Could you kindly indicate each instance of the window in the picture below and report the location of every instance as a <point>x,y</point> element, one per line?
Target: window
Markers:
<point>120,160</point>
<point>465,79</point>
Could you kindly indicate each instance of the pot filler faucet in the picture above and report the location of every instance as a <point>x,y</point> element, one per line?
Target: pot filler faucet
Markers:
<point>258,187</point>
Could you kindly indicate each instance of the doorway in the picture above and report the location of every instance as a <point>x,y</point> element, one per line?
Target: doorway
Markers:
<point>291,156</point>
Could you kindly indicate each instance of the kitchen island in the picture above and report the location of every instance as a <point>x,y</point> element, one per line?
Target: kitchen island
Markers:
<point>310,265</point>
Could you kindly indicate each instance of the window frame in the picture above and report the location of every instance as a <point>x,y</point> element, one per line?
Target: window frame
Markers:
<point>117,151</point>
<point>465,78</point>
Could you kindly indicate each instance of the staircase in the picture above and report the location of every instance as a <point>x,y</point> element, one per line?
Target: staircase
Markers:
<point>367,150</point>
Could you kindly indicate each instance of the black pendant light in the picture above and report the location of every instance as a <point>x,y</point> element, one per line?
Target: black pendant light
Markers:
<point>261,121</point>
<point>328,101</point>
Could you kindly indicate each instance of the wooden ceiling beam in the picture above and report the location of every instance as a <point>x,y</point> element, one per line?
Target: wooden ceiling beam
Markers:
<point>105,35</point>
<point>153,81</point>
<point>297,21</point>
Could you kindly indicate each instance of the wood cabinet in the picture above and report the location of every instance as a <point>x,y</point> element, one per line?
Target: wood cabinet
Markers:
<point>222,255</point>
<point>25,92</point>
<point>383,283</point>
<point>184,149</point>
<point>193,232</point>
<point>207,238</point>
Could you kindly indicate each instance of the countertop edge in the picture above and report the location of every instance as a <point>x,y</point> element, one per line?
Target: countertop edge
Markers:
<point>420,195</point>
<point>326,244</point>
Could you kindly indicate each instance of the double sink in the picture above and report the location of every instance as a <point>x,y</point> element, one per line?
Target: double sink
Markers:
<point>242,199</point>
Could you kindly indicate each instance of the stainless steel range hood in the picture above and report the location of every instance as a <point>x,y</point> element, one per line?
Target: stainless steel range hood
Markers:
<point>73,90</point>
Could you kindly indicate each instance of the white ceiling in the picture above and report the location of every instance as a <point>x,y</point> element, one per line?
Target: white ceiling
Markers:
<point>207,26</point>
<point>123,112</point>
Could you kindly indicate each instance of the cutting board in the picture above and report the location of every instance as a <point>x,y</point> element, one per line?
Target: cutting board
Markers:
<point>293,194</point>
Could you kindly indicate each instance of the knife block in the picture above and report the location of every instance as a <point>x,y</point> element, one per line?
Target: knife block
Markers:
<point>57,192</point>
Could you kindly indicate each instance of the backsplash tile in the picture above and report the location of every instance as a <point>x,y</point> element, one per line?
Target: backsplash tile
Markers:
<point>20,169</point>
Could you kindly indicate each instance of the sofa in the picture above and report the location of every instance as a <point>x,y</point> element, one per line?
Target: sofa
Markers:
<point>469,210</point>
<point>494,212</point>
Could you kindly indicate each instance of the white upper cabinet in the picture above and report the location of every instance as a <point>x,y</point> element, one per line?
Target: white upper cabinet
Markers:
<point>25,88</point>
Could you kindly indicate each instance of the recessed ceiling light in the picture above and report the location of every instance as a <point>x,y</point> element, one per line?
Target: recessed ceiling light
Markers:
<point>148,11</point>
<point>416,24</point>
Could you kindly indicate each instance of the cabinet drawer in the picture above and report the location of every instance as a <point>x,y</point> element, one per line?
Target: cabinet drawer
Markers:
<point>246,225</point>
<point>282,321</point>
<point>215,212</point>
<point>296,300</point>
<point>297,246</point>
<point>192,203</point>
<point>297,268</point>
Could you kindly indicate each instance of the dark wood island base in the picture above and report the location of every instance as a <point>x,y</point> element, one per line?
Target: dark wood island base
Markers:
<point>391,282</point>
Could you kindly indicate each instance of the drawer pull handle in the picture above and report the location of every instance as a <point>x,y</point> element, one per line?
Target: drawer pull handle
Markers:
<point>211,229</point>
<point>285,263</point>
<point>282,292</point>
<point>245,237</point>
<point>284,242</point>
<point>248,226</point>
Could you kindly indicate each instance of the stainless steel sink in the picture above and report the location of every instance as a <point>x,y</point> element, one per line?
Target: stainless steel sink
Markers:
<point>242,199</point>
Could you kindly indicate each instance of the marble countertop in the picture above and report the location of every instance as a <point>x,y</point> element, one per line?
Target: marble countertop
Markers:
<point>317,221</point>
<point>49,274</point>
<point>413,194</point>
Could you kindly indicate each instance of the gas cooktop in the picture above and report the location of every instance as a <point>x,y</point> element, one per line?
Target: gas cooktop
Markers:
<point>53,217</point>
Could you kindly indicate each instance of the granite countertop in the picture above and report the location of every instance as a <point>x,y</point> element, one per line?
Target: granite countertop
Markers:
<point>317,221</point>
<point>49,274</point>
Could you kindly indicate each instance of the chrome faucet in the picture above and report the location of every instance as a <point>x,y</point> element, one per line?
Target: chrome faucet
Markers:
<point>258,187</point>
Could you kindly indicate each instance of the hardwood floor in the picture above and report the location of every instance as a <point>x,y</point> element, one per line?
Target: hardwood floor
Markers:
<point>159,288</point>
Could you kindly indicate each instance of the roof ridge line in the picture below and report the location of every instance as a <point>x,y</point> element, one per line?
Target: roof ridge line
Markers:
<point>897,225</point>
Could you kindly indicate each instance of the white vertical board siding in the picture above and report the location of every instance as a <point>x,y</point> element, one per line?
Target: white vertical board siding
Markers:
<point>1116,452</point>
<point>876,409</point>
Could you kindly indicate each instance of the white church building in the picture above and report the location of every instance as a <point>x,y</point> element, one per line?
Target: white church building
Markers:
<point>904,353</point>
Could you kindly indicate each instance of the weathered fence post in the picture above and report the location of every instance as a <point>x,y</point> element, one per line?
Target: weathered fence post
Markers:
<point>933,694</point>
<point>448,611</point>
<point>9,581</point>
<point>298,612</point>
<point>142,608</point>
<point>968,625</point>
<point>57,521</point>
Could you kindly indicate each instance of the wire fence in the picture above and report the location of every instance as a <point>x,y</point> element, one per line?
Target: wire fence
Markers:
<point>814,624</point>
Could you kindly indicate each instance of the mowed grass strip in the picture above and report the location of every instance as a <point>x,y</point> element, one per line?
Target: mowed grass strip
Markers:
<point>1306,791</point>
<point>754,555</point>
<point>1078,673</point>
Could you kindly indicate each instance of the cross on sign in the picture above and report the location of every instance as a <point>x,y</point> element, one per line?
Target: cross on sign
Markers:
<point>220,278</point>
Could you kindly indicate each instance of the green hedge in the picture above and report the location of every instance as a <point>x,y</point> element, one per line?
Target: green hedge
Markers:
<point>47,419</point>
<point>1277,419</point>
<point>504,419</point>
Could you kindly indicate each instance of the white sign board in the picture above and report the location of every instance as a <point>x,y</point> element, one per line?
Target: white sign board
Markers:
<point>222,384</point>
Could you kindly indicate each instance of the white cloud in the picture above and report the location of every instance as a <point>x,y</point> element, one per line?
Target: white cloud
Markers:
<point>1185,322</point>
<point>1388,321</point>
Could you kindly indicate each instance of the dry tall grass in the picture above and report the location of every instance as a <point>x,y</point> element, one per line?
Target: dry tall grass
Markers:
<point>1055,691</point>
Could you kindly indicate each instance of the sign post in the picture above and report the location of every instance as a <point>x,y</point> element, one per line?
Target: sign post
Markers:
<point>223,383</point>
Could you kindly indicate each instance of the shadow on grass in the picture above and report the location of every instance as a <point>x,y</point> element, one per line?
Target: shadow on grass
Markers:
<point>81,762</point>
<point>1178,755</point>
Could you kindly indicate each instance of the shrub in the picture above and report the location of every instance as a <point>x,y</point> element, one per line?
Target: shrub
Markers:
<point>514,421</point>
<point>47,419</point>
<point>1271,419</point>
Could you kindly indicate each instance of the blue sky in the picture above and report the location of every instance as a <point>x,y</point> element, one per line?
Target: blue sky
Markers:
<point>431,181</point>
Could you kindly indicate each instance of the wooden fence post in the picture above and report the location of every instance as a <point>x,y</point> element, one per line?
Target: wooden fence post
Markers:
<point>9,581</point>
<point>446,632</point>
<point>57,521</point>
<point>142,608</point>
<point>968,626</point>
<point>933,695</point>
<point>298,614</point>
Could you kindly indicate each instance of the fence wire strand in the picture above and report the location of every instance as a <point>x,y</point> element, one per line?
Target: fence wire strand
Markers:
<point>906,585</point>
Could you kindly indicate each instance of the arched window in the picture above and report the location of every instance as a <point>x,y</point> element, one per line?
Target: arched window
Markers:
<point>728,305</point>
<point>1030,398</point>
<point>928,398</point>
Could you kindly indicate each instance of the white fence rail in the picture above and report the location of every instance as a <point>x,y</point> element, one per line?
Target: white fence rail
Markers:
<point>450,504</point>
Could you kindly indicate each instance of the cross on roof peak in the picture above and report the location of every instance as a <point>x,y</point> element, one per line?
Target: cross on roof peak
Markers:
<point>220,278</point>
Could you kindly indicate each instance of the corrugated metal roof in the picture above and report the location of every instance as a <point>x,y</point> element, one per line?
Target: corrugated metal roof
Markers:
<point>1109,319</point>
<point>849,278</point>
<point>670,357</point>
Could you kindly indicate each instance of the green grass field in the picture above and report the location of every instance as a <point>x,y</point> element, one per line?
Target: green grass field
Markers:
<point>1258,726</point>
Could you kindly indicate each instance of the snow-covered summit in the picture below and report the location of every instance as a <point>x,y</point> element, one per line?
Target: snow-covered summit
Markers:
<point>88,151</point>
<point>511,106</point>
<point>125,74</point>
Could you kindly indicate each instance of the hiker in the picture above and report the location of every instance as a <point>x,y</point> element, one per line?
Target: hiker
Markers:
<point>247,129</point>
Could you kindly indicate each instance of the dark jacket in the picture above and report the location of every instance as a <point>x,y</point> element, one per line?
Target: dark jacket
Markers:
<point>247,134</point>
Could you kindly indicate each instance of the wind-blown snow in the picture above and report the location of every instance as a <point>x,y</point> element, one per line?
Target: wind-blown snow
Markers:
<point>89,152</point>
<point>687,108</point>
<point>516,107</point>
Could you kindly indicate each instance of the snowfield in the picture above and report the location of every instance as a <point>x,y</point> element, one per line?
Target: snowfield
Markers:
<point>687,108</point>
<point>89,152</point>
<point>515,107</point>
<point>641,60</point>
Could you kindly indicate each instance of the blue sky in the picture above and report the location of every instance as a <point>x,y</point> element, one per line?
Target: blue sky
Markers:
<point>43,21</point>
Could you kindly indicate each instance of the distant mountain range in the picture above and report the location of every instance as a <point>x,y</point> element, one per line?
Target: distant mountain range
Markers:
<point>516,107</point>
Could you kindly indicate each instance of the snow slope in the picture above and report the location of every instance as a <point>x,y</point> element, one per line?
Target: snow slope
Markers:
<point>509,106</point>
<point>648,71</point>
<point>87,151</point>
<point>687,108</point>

________________________

▶ What to produce:
Please convert the rows from the line with "Could you kindly indicate each instance of the backsplash" up to and including the line with "<point>494,212</point>" into a JSON list of strings, one string per line, with blank lines left out.

▶ Result of this exercise:
[
  "Could you kindly indicate each instance of the backsplash tile in the picture above and report the location of every instance as a <point>x,y</point> element, one per line?",
  "Target: backsplash tile",
  "Markers:",
  "<point>20,169</point>",
  "Could you kindly indicate each instance of the sofa in the picture above and report the location of every instance as a <point>x,y</point> element, one per line?",
  "Target: sofa",
  "Markers:",
  "<point>469,210</point>",
  "<point>494,212</point>"
]